REQUIRED ACTION: In the copy, leave out the pictures and repeat all records exactly.

RECORDS TO PROCESS:
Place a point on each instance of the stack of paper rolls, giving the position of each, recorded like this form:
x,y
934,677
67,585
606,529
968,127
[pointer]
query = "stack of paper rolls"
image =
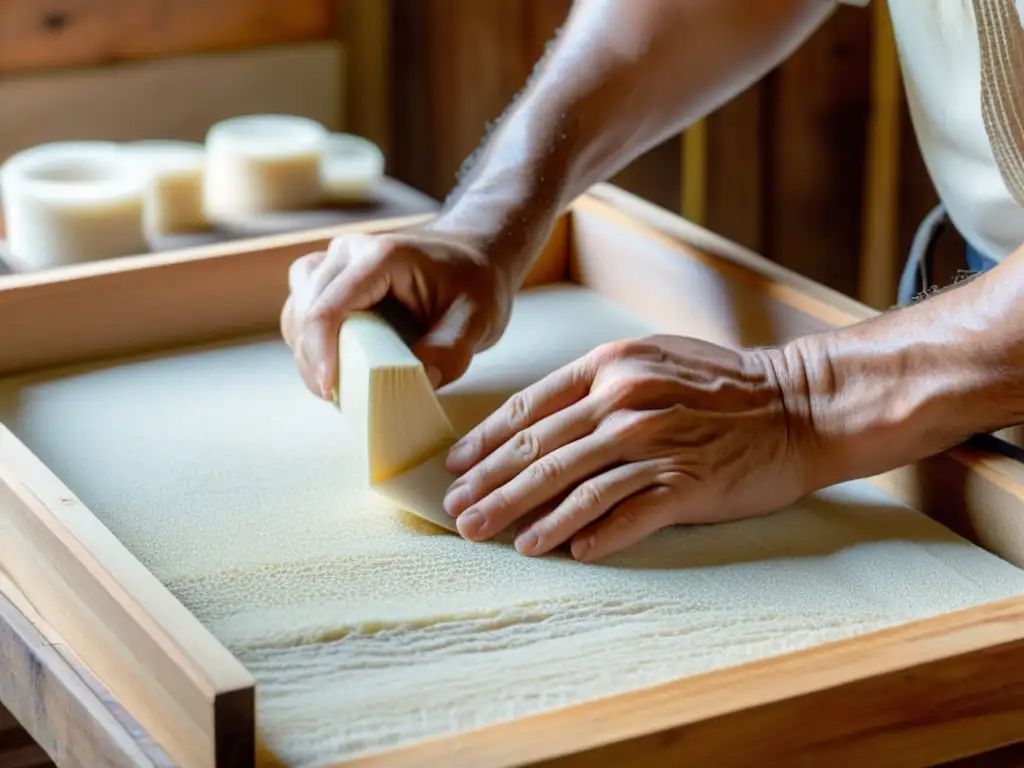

EXPECTED ANSWER:
Place a point on each instance of the stack of paper rolls, giving the position of each, recorded like this form:
x,y
934,677
67,585
606,529
968,127
[pointer]
query = "stack of paper rolls"
image =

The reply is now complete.